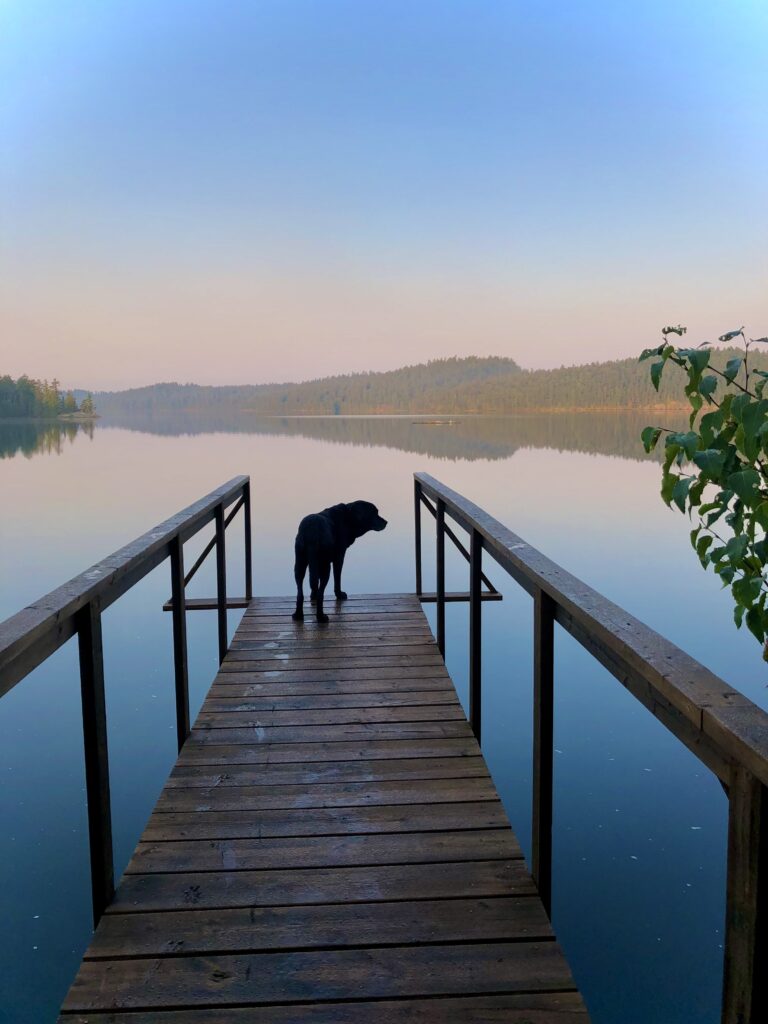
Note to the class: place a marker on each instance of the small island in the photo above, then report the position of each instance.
(25, 398)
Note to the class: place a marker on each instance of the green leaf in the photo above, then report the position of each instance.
(731, 369)
(711, 461)
(680, 492)
(747, 590)
(710, 425)
(708, 386)
(688, 441)
(694, 495)
(649, 437)
(761, 514)
(696, 401)
(647, 352)
(699, 359)
(735, 549)
(669, 480)
(745, 484)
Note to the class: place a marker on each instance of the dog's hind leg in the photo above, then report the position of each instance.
(298, 570)
(338, 564)
(325, 572)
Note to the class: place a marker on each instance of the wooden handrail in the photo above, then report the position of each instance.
(721, 726)
(28, 638)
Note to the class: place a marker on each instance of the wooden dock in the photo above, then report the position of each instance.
(329, 848)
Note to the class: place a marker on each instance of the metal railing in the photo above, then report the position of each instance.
(722, 727)
(30, 637)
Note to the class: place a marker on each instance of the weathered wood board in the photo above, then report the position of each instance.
(329, 848)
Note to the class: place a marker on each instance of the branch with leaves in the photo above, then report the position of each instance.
(718, 469)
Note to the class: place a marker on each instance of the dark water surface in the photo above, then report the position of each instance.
(640, 826)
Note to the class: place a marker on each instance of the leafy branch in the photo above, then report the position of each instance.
(718, 469)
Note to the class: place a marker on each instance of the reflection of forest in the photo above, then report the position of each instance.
(29, 438)
(460, 437)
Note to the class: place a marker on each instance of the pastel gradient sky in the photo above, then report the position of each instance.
(239, 192)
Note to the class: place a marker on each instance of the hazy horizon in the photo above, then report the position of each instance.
(282, 192)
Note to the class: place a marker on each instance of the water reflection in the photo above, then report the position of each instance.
(30, 438)
(454, 438)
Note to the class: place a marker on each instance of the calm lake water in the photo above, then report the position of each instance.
(640, 826)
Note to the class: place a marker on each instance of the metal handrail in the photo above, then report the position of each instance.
(31, 636)
(722, 727)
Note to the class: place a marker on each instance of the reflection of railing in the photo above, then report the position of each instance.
(719, 725)
(34, 634)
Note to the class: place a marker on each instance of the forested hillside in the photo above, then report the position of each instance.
(27, 398)
(442, 387)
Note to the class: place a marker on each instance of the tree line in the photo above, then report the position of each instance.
(28, 398)
(456, 386)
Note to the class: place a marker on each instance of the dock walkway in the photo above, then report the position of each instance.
(329, 848)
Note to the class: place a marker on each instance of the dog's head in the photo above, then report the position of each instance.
(365, 516)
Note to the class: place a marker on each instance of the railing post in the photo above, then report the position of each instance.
(247, 524)
(96, 757)
(221, 580)
(440, 583)
(475, 633)
(178, 600)
(543, 744)
(745, 982)
(417, 536)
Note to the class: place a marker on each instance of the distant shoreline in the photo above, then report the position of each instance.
(62, 418)
(558, 411)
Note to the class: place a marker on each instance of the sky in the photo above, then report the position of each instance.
(278, 189)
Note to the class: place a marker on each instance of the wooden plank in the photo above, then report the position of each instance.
(309, 701)
(294, 928)
(242, 660)
(328, 795)
(415, 769)
(254, 753)
(456, 816)
(236, 684)
(330, 841)
(187, 890)
(248, 719)
(310, 630)
(332, 645)
(255, 651)
(530, 1008)
(249, 854)
(264, 978)
(259, 674)
(330, 733)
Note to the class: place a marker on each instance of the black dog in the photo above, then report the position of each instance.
(322, 542)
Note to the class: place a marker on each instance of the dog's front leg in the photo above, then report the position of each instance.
(298, 570)
(338, 565)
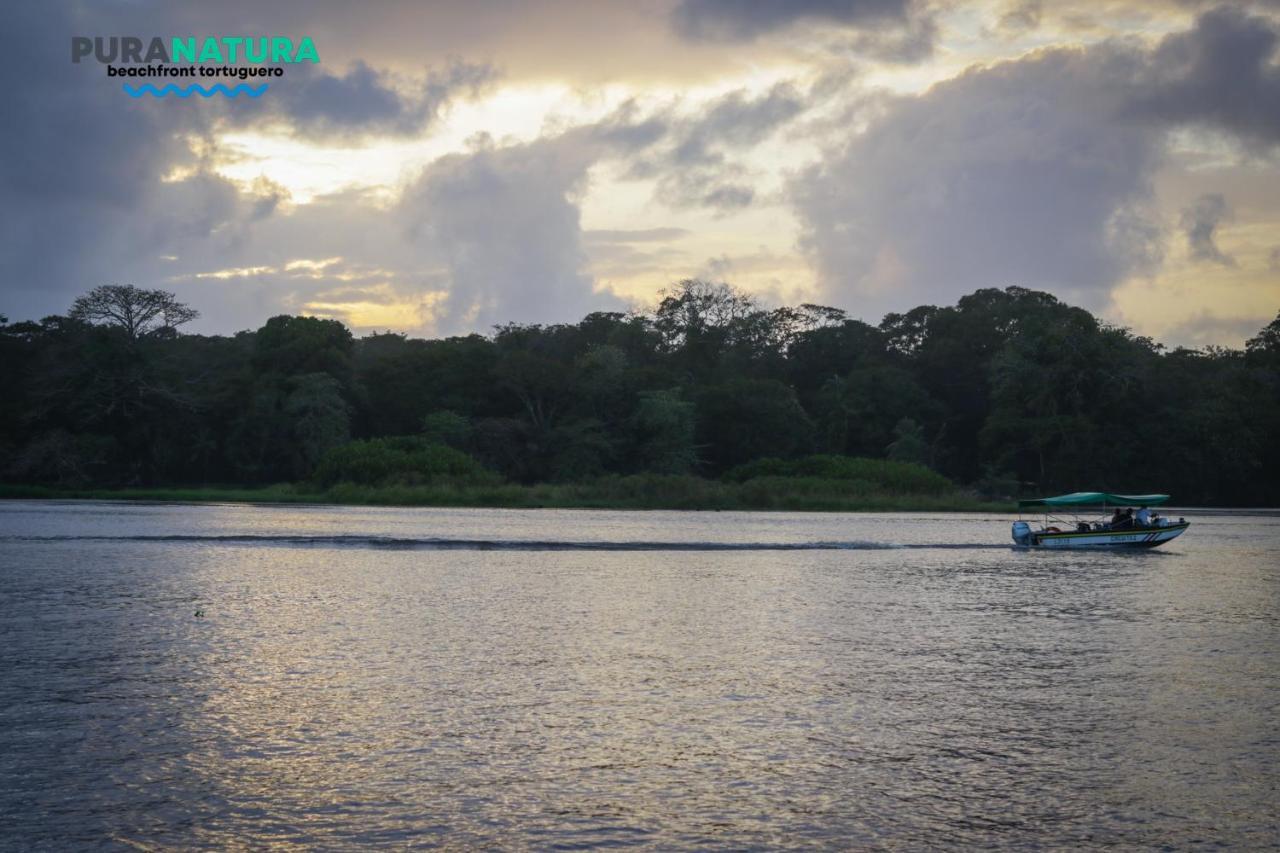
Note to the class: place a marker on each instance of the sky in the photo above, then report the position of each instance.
(449, 167)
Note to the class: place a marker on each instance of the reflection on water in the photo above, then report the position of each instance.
(339, 690)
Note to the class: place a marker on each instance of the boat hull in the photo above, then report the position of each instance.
(1138, 538)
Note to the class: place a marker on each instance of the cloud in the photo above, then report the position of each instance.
(1200, 220)
(366, 101)
(745, 19)
(1014, 174)
(1223, 73)
(1034, 172)
(1022, 17)
(695, 165)
(508, 227)
(895, 31)
(635, 236)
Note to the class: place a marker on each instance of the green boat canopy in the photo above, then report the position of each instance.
(1089, 498)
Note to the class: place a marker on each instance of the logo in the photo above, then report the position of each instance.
(187, 56)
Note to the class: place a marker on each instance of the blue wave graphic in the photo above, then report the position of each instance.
(138, 91)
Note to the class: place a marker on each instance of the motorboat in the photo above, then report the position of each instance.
(1083, 520)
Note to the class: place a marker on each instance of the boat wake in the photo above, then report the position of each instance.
(400, 543)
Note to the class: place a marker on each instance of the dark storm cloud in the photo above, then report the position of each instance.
(1033, 172)
(1016, 174)
(1200, 220)
(745, 19)
(1223, 73)
(78, 162)
(696, 163)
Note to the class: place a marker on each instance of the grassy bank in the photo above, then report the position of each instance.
(638, 492)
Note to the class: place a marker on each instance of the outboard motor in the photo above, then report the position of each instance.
(1022, 533)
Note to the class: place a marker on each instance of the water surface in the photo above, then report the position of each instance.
(560, 679)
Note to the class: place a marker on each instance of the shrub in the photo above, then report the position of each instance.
(858, 474)
(405, 460)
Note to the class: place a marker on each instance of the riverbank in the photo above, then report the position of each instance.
(639, 492)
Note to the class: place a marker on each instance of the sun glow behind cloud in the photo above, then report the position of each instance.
(502, 187)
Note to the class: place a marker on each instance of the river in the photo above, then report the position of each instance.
(229, 675)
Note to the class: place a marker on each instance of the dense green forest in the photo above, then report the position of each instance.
(1006, 392)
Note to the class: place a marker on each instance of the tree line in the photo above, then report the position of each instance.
(1009, 392)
______________________________
## TASK TO COMPLETE
Return every record exactly. Pictures stay out.

## COMPLETED EXERCISE
Note to the class: place a marker on each instance of the small island in the photo above, then report the position of each instance.
(25, 398)
Note to the class: place a marker on each instance of the green leaf in the photo above, then report the position of each instance.
(731, 369)
(711, 461)
(680, 492)
(747, 590)
(710, 425)
(708, 386)
(688, 441)
(694, 495)
(649, 437)
(761, 514)
(696, 401)
(647, 352)
(699, 359)
(735, 549)
(669, 480)
(745, 484)
Note to the class: place a marker on each instance of the dog's hind leg in the photo above, then report the position of each instance.
(298, 570)
(338, 564)
(325, 572)
Note to the class: place a marker on each instance of the wooden handrail in the photo above, then report the position of each instance.
(721, 726)
(28, 638)
Note to the class: place a marker on each instance of the wooden dock in the photo above, then report the position of each instance.
(329, 848)
Note to the class: place a marker on each instance of the metal railing in the photo above, then report the position of each instance.
(722, 727)
(30, 637)
Note to the class: place a marker on each instance of the weathered wood board in the photo above, then report the position of each instance.
(329, 848)
Note to the class: place a marker on each instance of the branch with leaves in the photo above, then report the position of each instance.
(718, 469)
Note to the class: place a marker on each instance of the dark water surface in the photo above, then report the position of each instance.
(640, 826)
Note to the class: place a marker on each instance of the leafy branch in the photo above, then report the position of each instance.
(718, 469)
Note to the class: place a marker on each instance of the reflection of forest in the photo above, then report the position of each instance.
(29, 438)
(460, 437)
Note to the class: place a marker on each instance of the pastel gradient sky in the photo above, then report the position of each instance.
(239, 192)
Note to the class: place a marker on each instance of the hazy horizon in the photo above, then report the position of each instance.
(282, 192)
Note to the class: place a marker on each instance of the water reflection in the photo above, then report the position of each instance.
(30, 438)
(454, 438)
Note to the class: place a marker on each instance of the calm lake water in the photo above, then report the position of each instance.
(640, 826)
Note to the class: place a marker on each instance of the metal handrail in the photo above, then report the position of each instance.
(31, 636)
(722, 727)
Note to the class: place a marker on each instance of the reflection of railing in the photo above, then report the position of each instance.
(719, 725)
(34, 634)
Note to the class: place a marker on each instance of the forested hillside in the photo above, then report the position of each instance.
(27, 398)
(442, 387)
Note to the class: place a marker on each instance of the tree line in the photo above, then report the position of each instance.
(28, 398)
(456, 386)
Note to the class: place a marker on each instance of the dock walkway in the photo above, then report the position of each instance.
(329, 848)
Note to the class: place a marker on each instance of the dog's head in the photo above, then report the position of each instance.
(365, 516)
Note to the class: place a marker on each instance of the railing post in the photo above, then report the position of each instance.
(247, 524)
(96, 757)
(221, 580)
(440, 583)
(475, 633)
(178, 600)
(543, 744)
(745, 982)
(417, 536)
Note to the class: place a marker on each instance of the distant shoreline in the photo above, then report the position of each instance.
(62, 418)
(558, 411)
Note to the class: place a marker on each instance of the sky in the photo above, then report the position of each instance.
(278, 189)
Note to the class: place a marker on each instance of the wooden plank in the photo above, then report the position of each instance.
(309, 701)
(294, 928)
(242, 660)
(328, 795)
(415, 769)
(254, 753)
(456, 816)
(236, 684)
(330, 841)
(187, 890)
(248, 719)
(310, 630)
(332, 645)
(255, 651)
(530, 1008)
(249, 854)
(264, 978)
(259, 674)
(330, 733)
Note to the class: place a marker on each instance of the black dog in the photo above, then report the position of each instance.
(322, 542)
Note to the class: place a marker on each instance of the dog's front leg in the photo above, then report the position of each instance.
(298, 570)
(338, 565)
Note to the class: place a marker on each instance of the sky in the photo above, then report the position of each instance.
(449, 167)
Note to the class: place a marker on each instance of the reflection on water in the photo above, then report the position of each instance.
(339, 690)
Note to the class: place a marker on each instance of the boat hull in the photo above, then report the position of each instance.
(1138, 538)
Note to the class: place a marker on each instance of the cloud in the photo above, then report the position of each instance.
(1200, 220)
(366, 101)
(745, 19)
(1014, 174)
(1223, 73)
(1034, 172)
(1022, 17)
(695, 165)
(508, 227)
(895, 31)
(635, 236)
Note to the class: place a marker on each instance of the green boat canopy in the photo above, then report the position of each instance.
(1089, 498)
Note to the class: place a marker on each instance of the logo in the photo above, then report the position of each instance.
(187, 56)
Note to the class: place a marker on each instance of the blue wave graphic in the photo above, then report the position of each instance.
(138, 91)
Note to the class: place a marker on each instance of the motorboat in the photo above, then report the position of each instance.
(1083, 520)
Note to the class: place a marker on each instance of the boat wake in the photo above, then report the position of each instance.
(400, 543)
Note to the class: place a marker on each instance of the dark storm cloud in the photo above, then report the position of each instance.
(1033, 172)
(1016, 174)
(1200, 220)
(745, 19)
(1223, 73)
(78, 162)
(696, 163)
Note to the class: place a marker on each instance of the grassy bank in the photo above, then report the position of each instance.
(638, 492)
Note to the class: place a marker on each instance of the outboard motor in the photo above, then report the position of each instance.
(1022, 533)
Note to the class: place a marker on each instance of the water surface in the photo above, then report the position of each instance.
(560, 679)
Note to the class: place a marker on each instance of the shrub in the photo above, then report the position of each instance.
(858, 474)
(405, 460)
Note to the class: place a marker on each instance of the riverbank in the photo above, then report the position of each instance.
(639, 492)
Note to the class: place a marker on each instance of the sun glow behind cloud in the photo above, then report the position of each instance.
(502, 187)
Note to the class: place a marker on each instance of the river in the photo above, then report the position of each instance.
(229, 675)
Note to the class: place a marker on each instance of the dense green forest in the photo above, then report the position of each instance.
(1006, 392)
Note to the class: place a marker on each instance of the tree line in the photo above, then report the position of each instance.
(1009, 392)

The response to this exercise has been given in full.